Source extract →
Help with mortgage costs
Mortgage grants consist of money that never has to be repaid.
The loss of a job or some other factor that decreases your income can quickly lead to trouble in paying your mortgage. Unfortunately, after only a few months of missed mortgage payments most lenders will initiate the foreclosure process. You can stop a mortgage's foreclosure by catching up all missed payments and paying associated lender fees, but the cost can be high. Fortunately, many state and local governments along with other organizations offer grants and loans to help homeowners pay delinquent mortgages.
Locating Mortgage Grants
Unlike a mortgage payment-assistance loan, a grant is an award of money that never needs to be repaid. Though the federal government rarely directly gives grant money to help make mortgage payments, it gives it to distributing organizations. Typically, mortgage payment grants come from state and local agencies and from nonprofit organizations that receive federal money. Information on the availability of mortgage payment grant programs in a given locality is available from housing counseling agencies approved by the U.S. Department of Housing and Urban Development.

Brief A →
Transcribe everything in the mortgage passage from "Help with mortgage" down to "pay delinquent mortgages.".
The mortgage passage and the records are unrelated.

[Bounding-box annotations for photos]
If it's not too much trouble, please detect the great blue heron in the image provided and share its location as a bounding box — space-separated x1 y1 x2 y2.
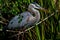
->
3 3 45 29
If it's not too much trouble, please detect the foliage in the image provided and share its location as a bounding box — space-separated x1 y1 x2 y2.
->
0 0 60 40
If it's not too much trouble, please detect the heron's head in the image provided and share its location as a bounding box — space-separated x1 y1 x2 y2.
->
28 2 46 12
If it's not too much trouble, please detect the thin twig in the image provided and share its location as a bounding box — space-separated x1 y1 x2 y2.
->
0 21 7 25
9 13 54 38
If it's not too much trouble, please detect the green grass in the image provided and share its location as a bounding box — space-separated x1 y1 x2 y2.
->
0 0 60 40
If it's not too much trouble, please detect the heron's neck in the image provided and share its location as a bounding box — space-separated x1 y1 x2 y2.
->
29 8 40 22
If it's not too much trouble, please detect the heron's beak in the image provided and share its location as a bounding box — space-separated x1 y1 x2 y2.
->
40 7 48 13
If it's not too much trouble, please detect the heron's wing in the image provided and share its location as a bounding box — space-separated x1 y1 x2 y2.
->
8 12 32 29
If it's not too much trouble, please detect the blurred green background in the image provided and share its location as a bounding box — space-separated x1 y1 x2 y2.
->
0 0 60 40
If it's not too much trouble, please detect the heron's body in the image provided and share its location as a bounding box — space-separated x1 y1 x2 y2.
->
8 3 45 29
8 11 35 29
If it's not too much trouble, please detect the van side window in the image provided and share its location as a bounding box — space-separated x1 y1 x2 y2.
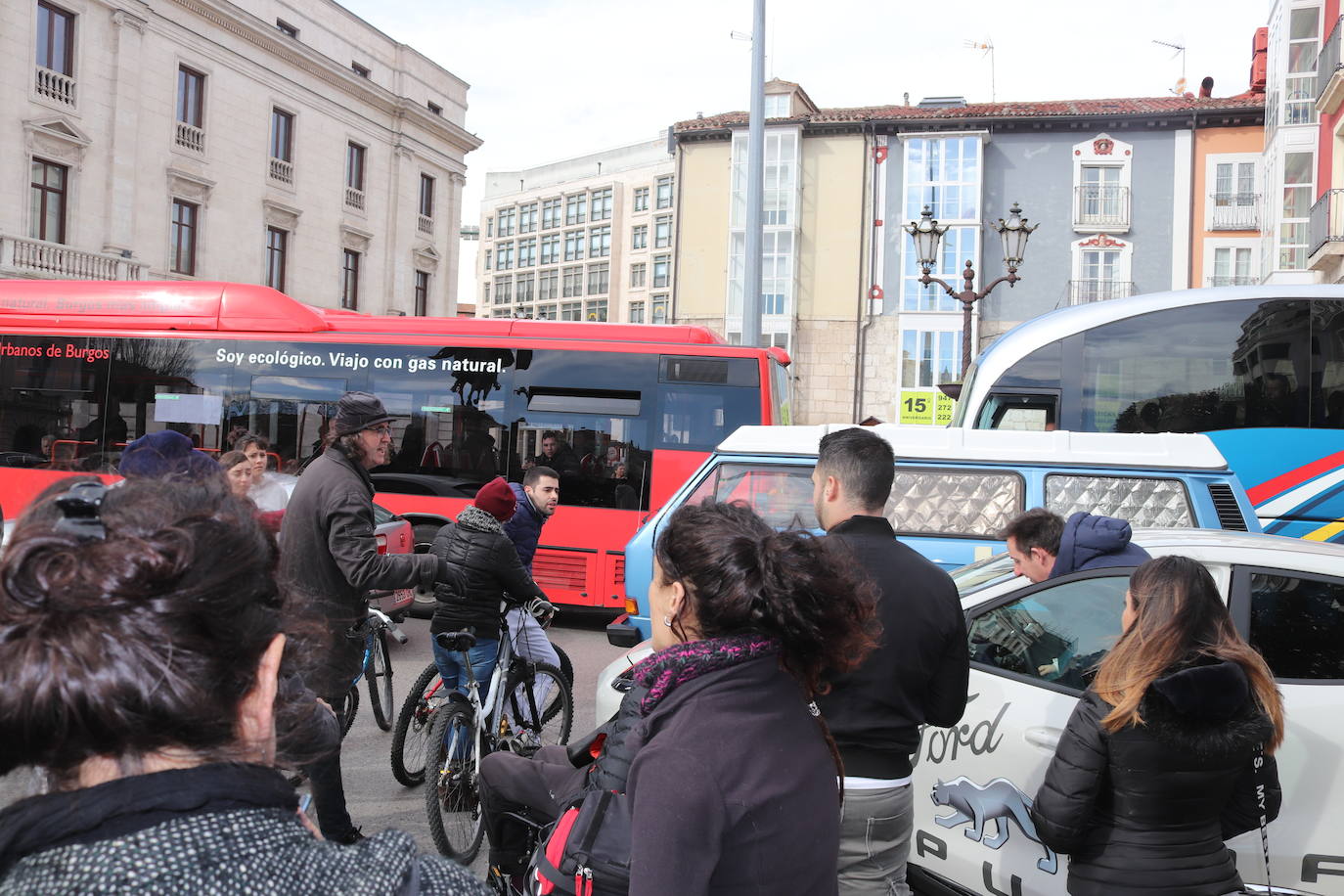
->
884 469 1024 539
967 573 1129 691
1046 472 1194 526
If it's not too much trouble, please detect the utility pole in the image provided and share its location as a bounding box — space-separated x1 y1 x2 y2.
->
741 0 766 345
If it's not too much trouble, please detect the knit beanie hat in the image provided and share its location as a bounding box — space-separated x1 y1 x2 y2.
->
117 429 220 479
471 475 517 522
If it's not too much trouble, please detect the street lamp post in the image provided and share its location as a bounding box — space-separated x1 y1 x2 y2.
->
903 202 1040 378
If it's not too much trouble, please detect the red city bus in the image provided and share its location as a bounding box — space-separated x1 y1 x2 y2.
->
0 281 789 609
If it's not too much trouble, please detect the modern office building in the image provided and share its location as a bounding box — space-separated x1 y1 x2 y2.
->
475 136 677 324
672 80 1265 424
0 0 481 314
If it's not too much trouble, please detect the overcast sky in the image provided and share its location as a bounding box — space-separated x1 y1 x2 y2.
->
338 0 1270 301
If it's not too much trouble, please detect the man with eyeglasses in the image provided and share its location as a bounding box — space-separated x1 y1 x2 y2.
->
280 392 454 843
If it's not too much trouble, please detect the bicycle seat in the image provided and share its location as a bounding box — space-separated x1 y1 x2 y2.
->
434 631 475 652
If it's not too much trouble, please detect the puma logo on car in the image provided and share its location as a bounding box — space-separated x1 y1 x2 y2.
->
930 777 1059 874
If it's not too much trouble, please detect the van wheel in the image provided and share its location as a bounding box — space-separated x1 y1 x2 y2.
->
410 522 442 619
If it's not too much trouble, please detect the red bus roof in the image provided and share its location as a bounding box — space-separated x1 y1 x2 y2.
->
0 280 757 349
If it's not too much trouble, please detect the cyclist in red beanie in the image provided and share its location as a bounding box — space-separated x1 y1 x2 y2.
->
430 477 550 691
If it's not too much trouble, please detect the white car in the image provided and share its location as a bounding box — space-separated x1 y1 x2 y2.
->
597 529 1344 896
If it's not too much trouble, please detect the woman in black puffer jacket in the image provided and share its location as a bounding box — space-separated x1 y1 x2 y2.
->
1031 557 1283 896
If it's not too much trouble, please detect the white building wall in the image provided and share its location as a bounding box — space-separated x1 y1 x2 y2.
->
0 0 480 314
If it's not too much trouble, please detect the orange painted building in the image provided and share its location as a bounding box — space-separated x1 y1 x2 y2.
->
1189 122 1265 288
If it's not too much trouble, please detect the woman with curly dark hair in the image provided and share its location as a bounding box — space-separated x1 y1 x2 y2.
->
1031 557 1283 896
0 472 485 896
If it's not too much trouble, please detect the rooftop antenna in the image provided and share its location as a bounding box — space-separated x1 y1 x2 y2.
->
1153 40 1186 97
962 37 996 105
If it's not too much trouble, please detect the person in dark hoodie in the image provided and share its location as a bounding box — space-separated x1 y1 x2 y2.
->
1031 557 1283 896
795 427 970 896
1000 508 1149 582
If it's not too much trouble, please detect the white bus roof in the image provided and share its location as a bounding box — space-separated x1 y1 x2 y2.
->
715 424 1227 470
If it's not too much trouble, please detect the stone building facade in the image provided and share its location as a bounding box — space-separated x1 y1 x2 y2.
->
0 0 480 314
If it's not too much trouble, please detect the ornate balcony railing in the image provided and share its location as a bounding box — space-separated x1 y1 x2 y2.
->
1068 280 1137 305
1074 184 1129 231
1208 194 1259 230
176 121 205 152
0 234 145 280
33 66 75 106
270 158 294 187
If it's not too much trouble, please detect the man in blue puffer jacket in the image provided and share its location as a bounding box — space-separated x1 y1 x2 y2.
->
1003 508 1149 582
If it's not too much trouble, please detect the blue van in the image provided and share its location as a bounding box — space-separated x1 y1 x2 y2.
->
607 424 1261 648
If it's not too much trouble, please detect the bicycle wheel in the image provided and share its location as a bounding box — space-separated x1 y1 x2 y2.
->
425 702 485 865
504 662 574 752
364 629 392 731
332 683 359 738
551 641 574 694
392 662 442 787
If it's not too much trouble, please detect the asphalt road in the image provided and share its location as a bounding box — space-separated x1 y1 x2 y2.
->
0 618 622 874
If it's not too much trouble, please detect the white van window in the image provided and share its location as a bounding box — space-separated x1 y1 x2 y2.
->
967 572 1129 691
1046 472 1194 528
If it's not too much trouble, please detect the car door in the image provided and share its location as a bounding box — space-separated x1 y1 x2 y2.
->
1229 565 1344 896
910 568 1132 896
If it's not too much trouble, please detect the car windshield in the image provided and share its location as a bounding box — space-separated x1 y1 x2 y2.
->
952 554 1013 598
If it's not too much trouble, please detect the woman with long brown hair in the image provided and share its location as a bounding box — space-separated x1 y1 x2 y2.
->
1032 557 1283 896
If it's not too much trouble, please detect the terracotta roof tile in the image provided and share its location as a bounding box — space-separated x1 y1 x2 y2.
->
676 93 1265 132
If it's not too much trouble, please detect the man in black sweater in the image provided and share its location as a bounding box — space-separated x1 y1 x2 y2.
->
812 427 970 896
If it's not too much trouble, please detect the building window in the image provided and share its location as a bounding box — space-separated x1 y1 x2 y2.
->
413 270 428 317
517 274 536 302
168 199 201 276
564 230 583 262
564 195 587 224
340 248 359 312
421 175 434 217
761 93 793 118
542 199 560 230
28 158 69 244
589 262 611 295
536 270 560 302
517 237 536 267
517 202 536 234
266 227 289 292
1283 7 1320 125
37 3 75 78
589 224 611 258
345 144 366 192
589 187 611 220
177 66 205 127
561 267 583 298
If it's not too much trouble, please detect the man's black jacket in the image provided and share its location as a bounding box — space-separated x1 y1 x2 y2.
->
817 515 970 780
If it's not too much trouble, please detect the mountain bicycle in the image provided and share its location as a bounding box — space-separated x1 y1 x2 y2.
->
425 605 574 865
332 607 406 738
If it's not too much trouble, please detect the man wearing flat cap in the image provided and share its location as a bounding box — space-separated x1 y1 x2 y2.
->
280 392 452 843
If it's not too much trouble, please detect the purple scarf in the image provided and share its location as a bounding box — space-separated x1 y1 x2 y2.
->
633 634 780 716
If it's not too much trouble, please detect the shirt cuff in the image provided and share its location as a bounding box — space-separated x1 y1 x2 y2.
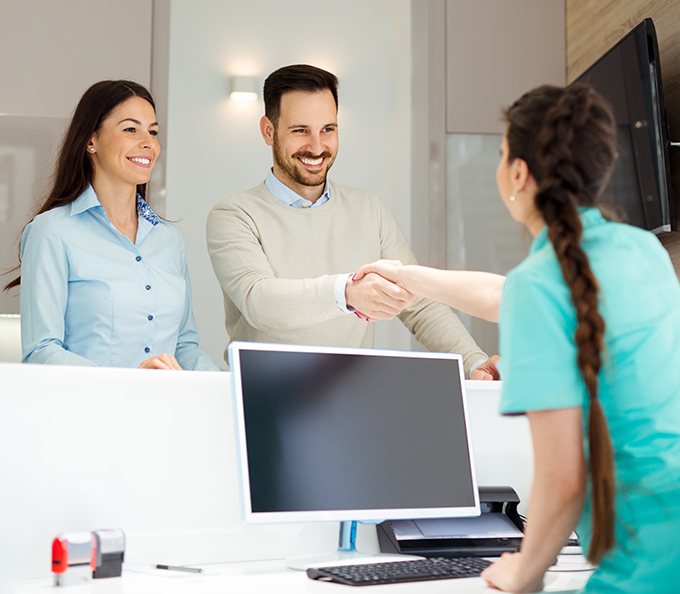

Brief B →
Format the records from the line containing "man in blue" down to the line containing "952 554 1013 598", both included, as a JSON list of strings with one string per line and blank lines left out.

Correct response A →
Help with mortgage costs
Mortgage grants consist of money that never has to be repaid.
The loss of a job or some other factor that decreases your income can quickly lead to trouble in paying your mortgage. Unfortunately, after only a few months of missed mortgage payments most lenders will initiate the foreclosure process. You can stop a mortgage's foreclosure by catching up all missed payments and paying associated lender fees, but the cost can be high. Fortunately, many state and local governments along with other organizations offer grants and loans to help homeowners pay delinquent mortgages.

Correct response B →
[
  "If it's not too much trouble, please detect the man in blue puffer jacket in the image provided and share its location as a bounding box — space-separated x1 y1 x2 y2.",
  "->",
  "1003 508 1149 582",
  "If it's not too much trouble, please detect the blue van in the image provided and share its location as a bounding box — space-separated x1 y1 x2 y2.",
  "->",
  "607 424 1261 648",
  "If it's not too much trouble, please detect the bicycle wheel in the image provided and share its location as a bounding box — space-separated x1 y1 x2 y2.",
  "->",
  "425 702 485 865",
  "504 662 574 752",
  "364 629 392 731",
  "332 683 359 738",
  "551 641 574 694",
  "392 662 442 787",
  "If it's not too much trouble, please detect the asphalt road in the image provided and share its location as a bounding box — space-separated x1 y1 x2 y2.",
  "->",
  "0 618 622 874",
  "If it's not too much trouble, please detect the white van window in the image provided and share its location as a bounding box — space-separated x1 y1 x2 y2.",
  "->",
  "967 572 1129 691",
  "1046 472 1194 528",
  "If it's not too much trouble, please detect the car door in the image provided and share its location as a bounding box — space-separated x1 y1 x2 y2.",
  "->",
  "1229 565 1344 896",
  "910 568 1132 896",
  "If it's not too much trouble, please detect the car windshield in the image provided and share its location as a bounding box — space-separated x1 y1 x2 y2.",
  "->",
  "952 554 1013 598"
]